## Instructions to follow
Among the lines below, a stretch begins at the one with "(format x=188, y=349)" and ends at the one with "(format x=544, y=464)". Repeat that stretch exactly, ends included.

## Study material

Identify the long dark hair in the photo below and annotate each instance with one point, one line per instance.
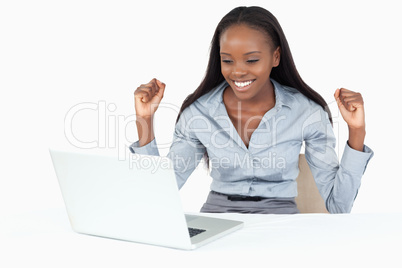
(285, 73)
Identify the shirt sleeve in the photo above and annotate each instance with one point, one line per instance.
(185, 152)
(337, 183)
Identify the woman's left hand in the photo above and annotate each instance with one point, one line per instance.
(351, 106)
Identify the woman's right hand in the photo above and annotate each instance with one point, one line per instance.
(147, 98)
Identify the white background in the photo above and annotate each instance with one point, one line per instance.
(55, 55)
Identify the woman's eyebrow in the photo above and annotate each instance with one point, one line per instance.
(248, 53)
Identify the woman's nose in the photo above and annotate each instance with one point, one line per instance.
(239, 71)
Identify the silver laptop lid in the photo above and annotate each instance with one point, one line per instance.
(108, 197)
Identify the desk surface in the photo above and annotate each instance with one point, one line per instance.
(45, 239)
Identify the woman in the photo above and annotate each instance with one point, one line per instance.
(249, 118)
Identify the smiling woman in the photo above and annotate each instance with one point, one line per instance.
(254, 101)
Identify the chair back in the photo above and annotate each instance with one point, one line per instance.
(308, 199)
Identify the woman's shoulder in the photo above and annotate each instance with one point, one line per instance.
(294, 98)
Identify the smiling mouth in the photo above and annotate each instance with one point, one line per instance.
(243, 84)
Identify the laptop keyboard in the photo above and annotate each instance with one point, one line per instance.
(195, 231)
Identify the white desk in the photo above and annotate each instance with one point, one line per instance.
(44, 239)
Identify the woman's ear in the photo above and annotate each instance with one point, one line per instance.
(277, 57)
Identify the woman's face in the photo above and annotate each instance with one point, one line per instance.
(247, 59)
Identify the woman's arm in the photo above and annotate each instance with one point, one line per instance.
(351, 106)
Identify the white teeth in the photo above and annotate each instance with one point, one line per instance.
(243, 84)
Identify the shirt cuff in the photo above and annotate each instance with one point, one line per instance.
(148, 149)
(356, 161)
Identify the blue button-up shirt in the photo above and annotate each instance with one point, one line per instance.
(269, 166)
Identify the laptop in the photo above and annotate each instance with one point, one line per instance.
(136, 200)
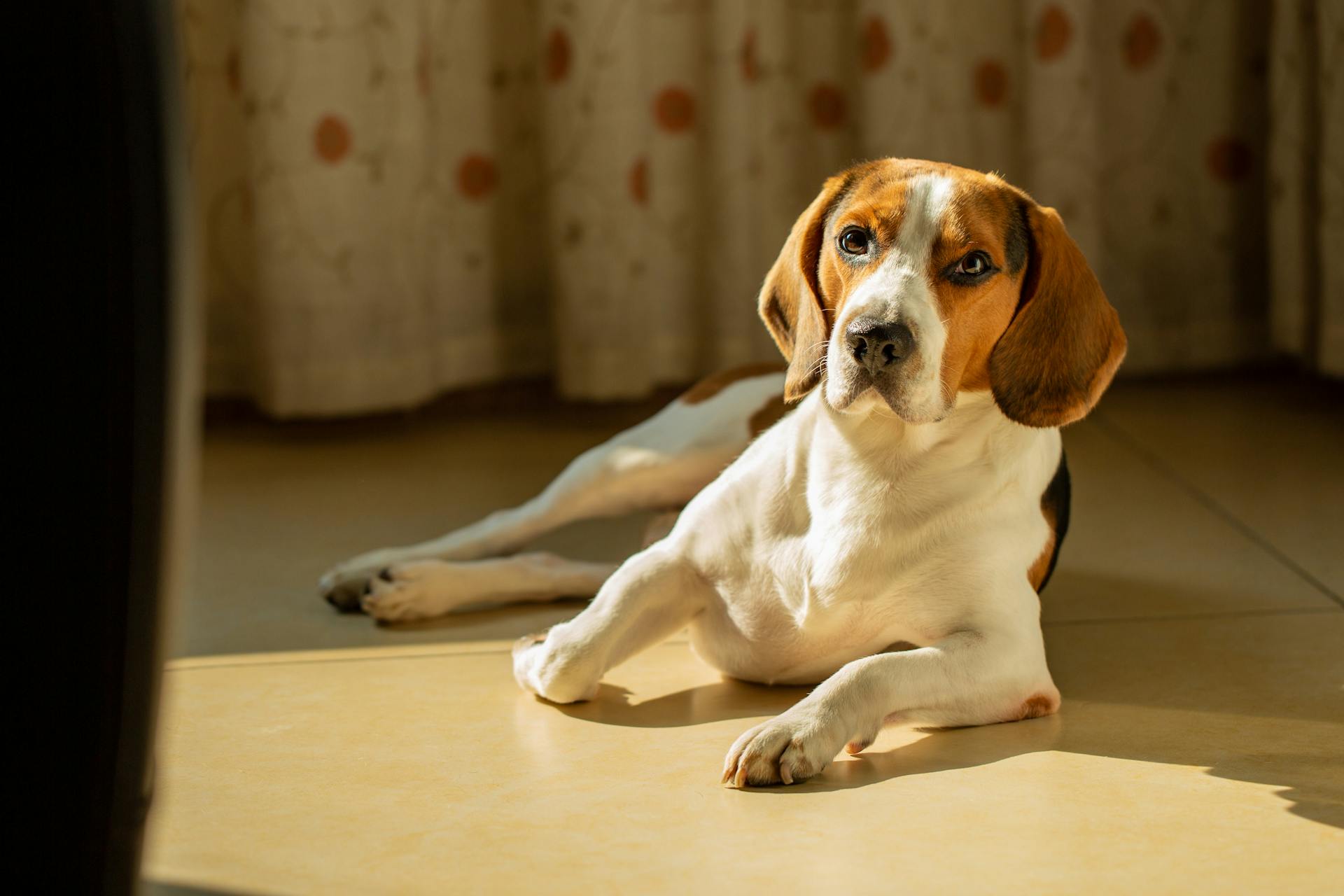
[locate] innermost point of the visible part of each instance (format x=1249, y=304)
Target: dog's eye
x=974, y=265
x=854, y=241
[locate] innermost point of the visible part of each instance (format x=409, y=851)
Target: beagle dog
x=886, y=538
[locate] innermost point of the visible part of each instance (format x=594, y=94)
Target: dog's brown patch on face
x=1038, y=706
x=715, y=383
x=984, y=216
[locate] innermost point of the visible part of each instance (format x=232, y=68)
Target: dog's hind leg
x=654, y=594
x=662, y=463
x=428, y=589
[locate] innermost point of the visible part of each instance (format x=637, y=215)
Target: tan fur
x=790, y=300
x=1041, y=335
x=1065, y=343
x=1037, y=706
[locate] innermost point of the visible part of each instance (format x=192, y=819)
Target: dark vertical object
x=124, y=312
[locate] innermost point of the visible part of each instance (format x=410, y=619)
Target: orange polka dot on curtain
x=825, y=106
x=1228, y=159
x=990, y=80
x=1142, y=42
x=558, y=55
x=476, y=176
x=331, y=139
x=673, y=109
x=746, y=57
x=1054, y=31
x=874, y=45
x=638, y=182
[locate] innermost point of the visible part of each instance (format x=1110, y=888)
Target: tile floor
x=1195, y=628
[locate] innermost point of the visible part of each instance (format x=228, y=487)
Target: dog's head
x=910, y=281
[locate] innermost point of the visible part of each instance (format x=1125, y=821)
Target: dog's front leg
x=654, y=594
x=968, y=679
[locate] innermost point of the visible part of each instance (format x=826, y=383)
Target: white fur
x=830, y=539
x=840, y=532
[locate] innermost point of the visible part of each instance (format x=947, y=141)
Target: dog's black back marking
x=1054, y=504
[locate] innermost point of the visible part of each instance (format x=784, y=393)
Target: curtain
x=406, y=197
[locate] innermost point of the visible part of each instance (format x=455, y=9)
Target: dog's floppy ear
x=1065, y=342
x=790, y=298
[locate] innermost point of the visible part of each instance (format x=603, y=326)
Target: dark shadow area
x=1187, y=692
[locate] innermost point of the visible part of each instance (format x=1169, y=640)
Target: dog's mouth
x=854, y=390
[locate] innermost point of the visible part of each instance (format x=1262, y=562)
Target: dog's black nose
x=878, y=344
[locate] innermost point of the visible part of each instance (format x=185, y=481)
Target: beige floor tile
x=1193, y=757
x=1140, y=547
x=1268, y=449
x=283, y=504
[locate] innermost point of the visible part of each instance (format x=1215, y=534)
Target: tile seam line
x=1117, y=434
x=1187, y=617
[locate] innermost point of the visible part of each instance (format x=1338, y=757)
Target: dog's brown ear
x=790, y=298
x=1065, y=342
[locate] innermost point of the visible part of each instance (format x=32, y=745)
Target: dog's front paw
x=539, y=669
x=785, y=750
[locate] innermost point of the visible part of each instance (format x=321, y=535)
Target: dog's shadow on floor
x=1142, y=694
x=715, y=701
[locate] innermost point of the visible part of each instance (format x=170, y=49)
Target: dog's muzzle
x=878, y=347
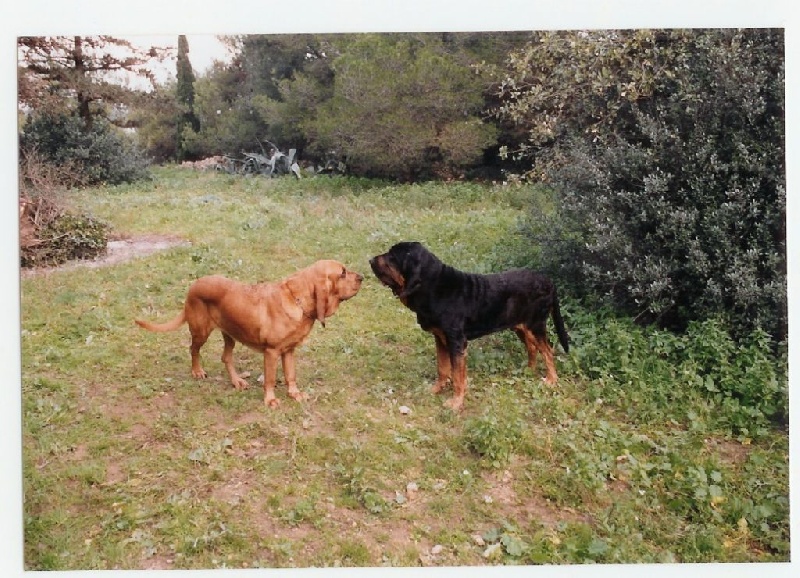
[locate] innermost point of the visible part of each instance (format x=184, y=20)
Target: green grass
x=130, y=463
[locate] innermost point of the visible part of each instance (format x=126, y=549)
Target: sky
x=204, y=49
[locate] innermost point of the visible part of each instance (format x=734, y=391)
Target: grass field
x=129, y=463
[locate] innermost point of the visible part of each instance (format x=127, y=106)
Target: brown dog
x=273, y=318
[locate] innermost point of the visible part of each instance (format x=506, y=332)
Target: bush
x=101, y=153
x=64, y=238
x=701, y=377
x=49, y=233
x=668, y=160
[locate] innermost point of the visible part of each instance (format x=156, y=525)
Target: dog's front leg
x=458, y=365
x=270, y=369
x=227, y=359
x=290, y=375
x=443, y=368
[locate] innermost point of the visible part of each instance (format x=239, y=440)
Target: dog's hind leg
x=290, y=375
x=227, y=359
x=539, y=334
x=199, y=339
x=270, y=369
x=529, y=340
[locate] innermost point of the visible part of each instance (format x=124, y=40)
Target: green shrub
x=669, y=163
x=703, y=376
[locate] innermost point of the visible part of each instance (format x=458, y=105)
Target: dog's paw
x=455, y=403
x=439, y=386
x=298, y=395
x=240, y=383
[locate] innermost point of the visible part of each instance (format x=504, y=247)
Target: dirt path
x=118, y=251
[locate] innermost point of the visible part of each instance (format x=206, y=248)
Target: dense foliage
x=399, y=106
x=667, y=152
x=102, y=153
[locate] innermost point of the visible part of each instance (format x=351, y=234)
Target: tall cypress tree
x=184, y=94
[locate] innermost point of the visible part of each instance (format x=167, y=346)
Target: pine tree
x=185, y=95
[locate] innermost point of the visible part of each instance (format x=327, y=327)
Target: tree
x=666, y=149
x=184, y=92
x=58, y=71
x=402, y=107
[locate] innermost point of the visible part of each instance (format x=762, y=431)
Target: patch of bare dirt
x=117, y=251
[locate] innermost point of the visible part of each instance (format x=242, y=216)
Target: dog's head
x=403, y=266
x=328, y=283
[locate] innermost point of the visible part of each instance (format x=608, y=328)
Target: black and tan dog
x=457, y=307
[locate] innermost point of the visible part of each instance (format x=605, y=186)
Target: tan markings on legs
x=270, y=368
x=459, y=365
x=547, y=352
x=529, y=339
x=290, y=375
x=227, y=359
x=443, y=368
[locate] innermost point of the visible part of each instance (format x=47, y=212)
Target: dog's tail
x=563, y=338
x=168, y=326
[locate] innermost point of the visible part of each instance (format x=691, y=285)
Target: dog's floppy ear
x=411, y=268
x=327, y=297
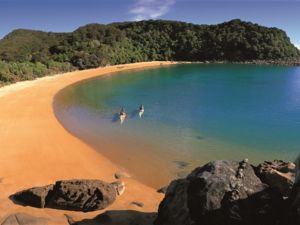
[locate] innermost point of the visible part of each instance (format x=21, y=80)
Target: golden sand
x=36, y=150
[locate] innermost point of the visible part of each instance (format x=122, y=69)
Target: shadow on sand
x=118, y=217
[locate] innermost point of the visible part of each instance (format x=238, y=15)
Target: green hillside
x=25, y=54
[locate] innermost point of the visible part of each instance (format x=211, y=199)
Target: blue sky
x=67, y=15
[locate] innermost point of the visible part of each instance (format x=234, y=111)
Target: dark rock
x=121, y=175
x=81, y=195
x=77, y=195
x=182, y=174
x=119, y=187
x=221, y=192
x=23, y=219
x=34, y=197
x=138, y=204
x=163, y=190
x=181, y=164
x=277, y=174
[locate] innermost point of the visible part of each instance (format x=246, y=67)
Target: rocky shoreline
x=218, y=193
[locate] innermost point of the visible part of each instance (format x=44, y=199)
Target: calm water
x=193, y=113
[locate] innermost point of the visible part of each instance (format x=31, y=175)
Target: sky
x=68, y=15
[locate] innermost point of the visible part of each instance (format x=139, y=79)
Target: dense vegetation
x=26, y=54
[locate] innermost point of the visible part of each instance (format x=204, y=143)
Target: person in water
x=122, y=112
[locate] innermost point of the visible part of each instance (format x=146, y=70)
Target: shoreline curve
x=35, y=149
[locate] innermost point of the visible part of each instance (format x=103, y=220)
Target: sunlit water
x=193, y=113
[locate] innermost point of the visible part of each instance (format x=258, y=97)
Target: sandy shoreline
x=36, y=150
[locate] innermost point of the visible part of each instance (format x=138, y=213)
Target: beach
x=36, y=149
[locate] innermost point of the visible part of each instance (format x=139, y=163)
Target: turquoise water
x=193, y=113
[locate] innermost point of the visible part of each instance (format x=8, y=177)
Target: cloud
x=150, y=9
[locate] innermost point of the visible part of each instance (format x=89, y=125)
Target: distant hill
x=96, y=45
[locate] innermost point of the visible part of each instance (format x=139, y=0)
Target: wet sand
x=35, y=149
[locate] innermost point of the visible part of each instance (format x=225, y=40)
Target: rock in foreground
x=218, y=193
x=277, y=174
x=76, y=195
x=23, y=219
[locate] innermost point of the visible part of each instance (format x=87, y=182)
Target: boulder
x=81, y=195
x=76, y=195
x=277, y=174
x=23, y=219
x=35, y=197
x=218, y=193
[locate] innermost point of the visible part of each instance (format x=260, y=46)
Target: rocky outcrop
x=218, y=193
x=35, y=197
x=23, y=219
x=77, y=195
x=277, y=174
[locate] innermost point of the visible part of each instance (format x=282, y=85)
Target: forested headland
x=27, y=54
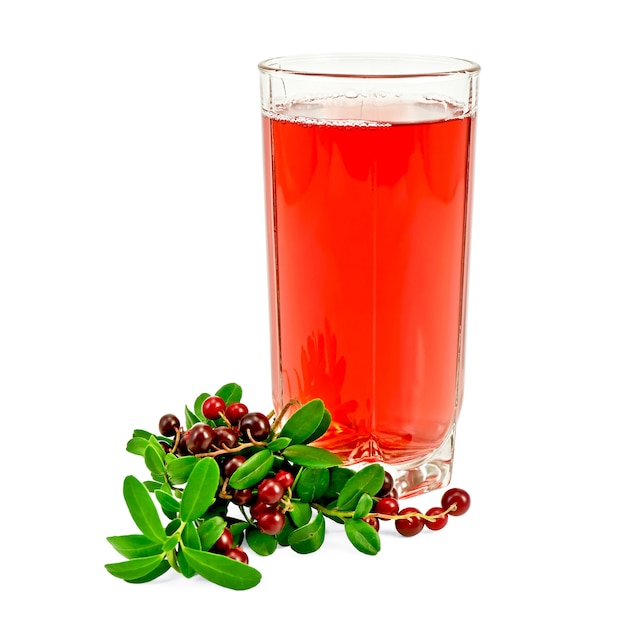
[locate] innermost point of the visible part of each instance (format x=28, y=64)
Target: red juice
x=368, y=226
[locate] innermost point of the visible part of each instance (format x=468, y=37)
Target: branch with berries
x=231, y=481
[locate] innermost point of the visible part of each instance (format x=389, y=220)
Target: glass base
x=418, y=477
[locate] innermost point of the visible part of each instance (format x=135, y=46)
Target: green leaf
x=137, y=445
x=135, y=546
x=278, y=444
x=364, y=506
x=252, y=470
x=200, y=491
x=283, y=536
x=221, y=570
x=301, y=513
x=238, y=529
x=197, y=405
x=153, y=460
x=309, y=456
x=231, y=392
x=339, y=476
x=155, y=573
x=312, y=483
x=170, y=543
x=304, y=423
x=362, y=536
x=191, y=418
x=178, y=470
x=142, y=509
x=210, y=531
x=259, y=542
x=134, y=568
x=168, y=503
x=367, y=480
x=186, y=569
x=310, y=537
x=190, y=537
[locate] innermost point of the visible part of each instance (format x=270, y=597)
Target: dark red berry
x=235, y=411
x=242, y=497
x=225, y=437
x=212, y=407
x=285, y=478
x=199, y=438
x=387, y=506
x=225, y=542
x=232, y=464
x=254, y=426
x=456, y=498
x=270, y=491
x=410, y=526
x=237, y=554
x=271, y=523
x=387, y=485
x=168, y=425
x=440, y=522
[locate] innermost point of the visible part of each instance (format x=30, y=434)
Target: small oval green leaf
x=142, y=509
x=200, y=491
x=310, y=537
x=179, y=469
x=210, y=531
x=259, y=542
x=362, y=536
x=134, y=568
x=369, y=480
x=135, y=546
x=221, y=570
x=252, y=470
x=309, y=456
x=302, y=425
x=363, y=506
x=312, y=483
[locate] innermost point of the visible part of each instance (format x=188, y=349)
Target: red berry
x=199, y=438
x=237, y=554
x=387, y=506
x=410, y=526
x=271, y=523
x=225, y=542
x=242, y=497
x=440, y=522
x=285, y=478
x=458, y=499
x=168, y=425
x=254, y=426
x=270, y=491
x=225, y=437
x=212, y=407
x=260, y=508
x=232, y=464
x=235, y=411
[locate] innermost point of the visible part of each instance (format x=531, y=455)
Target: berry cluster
x=233, y=477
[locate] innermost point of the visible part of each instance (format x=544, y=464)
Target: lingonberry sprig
x=231, y=481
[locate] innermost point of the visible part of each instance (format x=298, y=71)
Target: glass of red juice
x=368, y=183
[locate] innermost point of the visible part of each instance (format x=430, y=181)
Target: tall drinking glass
x=368, y=173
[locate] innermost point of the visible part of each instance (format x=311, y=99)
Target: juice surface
x=367, y=238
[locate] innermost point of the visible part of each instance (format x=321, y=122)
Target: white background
x=133, y=278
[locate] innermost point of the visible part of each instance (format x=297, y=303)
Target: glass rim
x=399, y=65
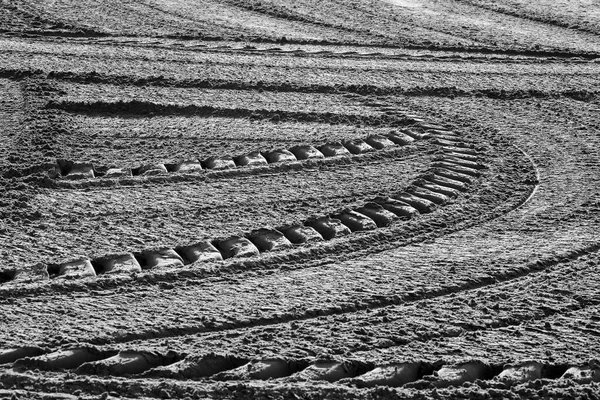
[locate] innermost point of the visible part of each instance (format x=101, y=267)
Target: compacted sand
x=299, y=200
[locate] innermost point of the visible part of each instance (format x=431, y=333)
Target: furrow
x=379, y=212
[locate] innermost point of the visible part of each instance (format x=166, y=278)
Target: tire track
x=365, y=89
x=530, y=17
x=355, y=370
x=431, y=191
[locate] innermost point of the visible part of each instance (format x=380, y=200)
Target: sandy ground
x=488, y=292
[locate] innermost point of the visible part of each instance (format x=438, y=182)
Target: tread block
x=118, y=172
x=379, y=142
x=334, y=149
x=424, y=206
x=356, y=221
x=436, y=198
x=251, y=159
x=462, y=156
x=37, y=272
x=330, y=371
x=462, y=151
x=400, y=138
x=301, y=234
x=457, y=375
x=453, y=175
x=456, y=168
x=429, y=126
x=219, y=163
x=262, y=369
x=13, y=354
x=377, y=213
x=400, y=208
x=279, y=155
x=432, y=187
x=446, y=182
x=81, y=268
x=393, y=375
x=306, y=152
x=81, y=170
x=461, y=162
x=237, y=247
x=329, y=228
x=521, y=373
x=451, y=143
x=118, y=264
x=358, y=146
x=158, y=258
x=269, y=239
x=188, y=167
x=62, y=359
x=197, y=366
x=582, y=374
x=202, y=252
x=448, y=137
x=152, y=169
x=415, y=134
x=126, y=363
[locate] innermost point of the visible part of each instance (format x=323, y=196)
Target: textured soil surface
x=299, y=200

## Task output
[locate] innermost point of the visible part of each instance (format x=188, y=349)
Target: red berry
x=199, y=438
x=237, y=554
x=387, y=506
x=410, y=526
x=271, y=523
x=225, y=542
x=242, y=497
x=440, y=522
x=285, y=478
x=458, y=499
x=168, y=425
x=254, y=426
x=270, y=491
x=225, y=437
x=212, y=407
x=260, y=508
x=232, y=464
x=235, y=411
[locate] innermost point of the visible part of each instance (format x=531, y=455)
Target: berry cluster
x=233, y=477
[locate] innermost point of the visible part of each instance (format x=544, y=464)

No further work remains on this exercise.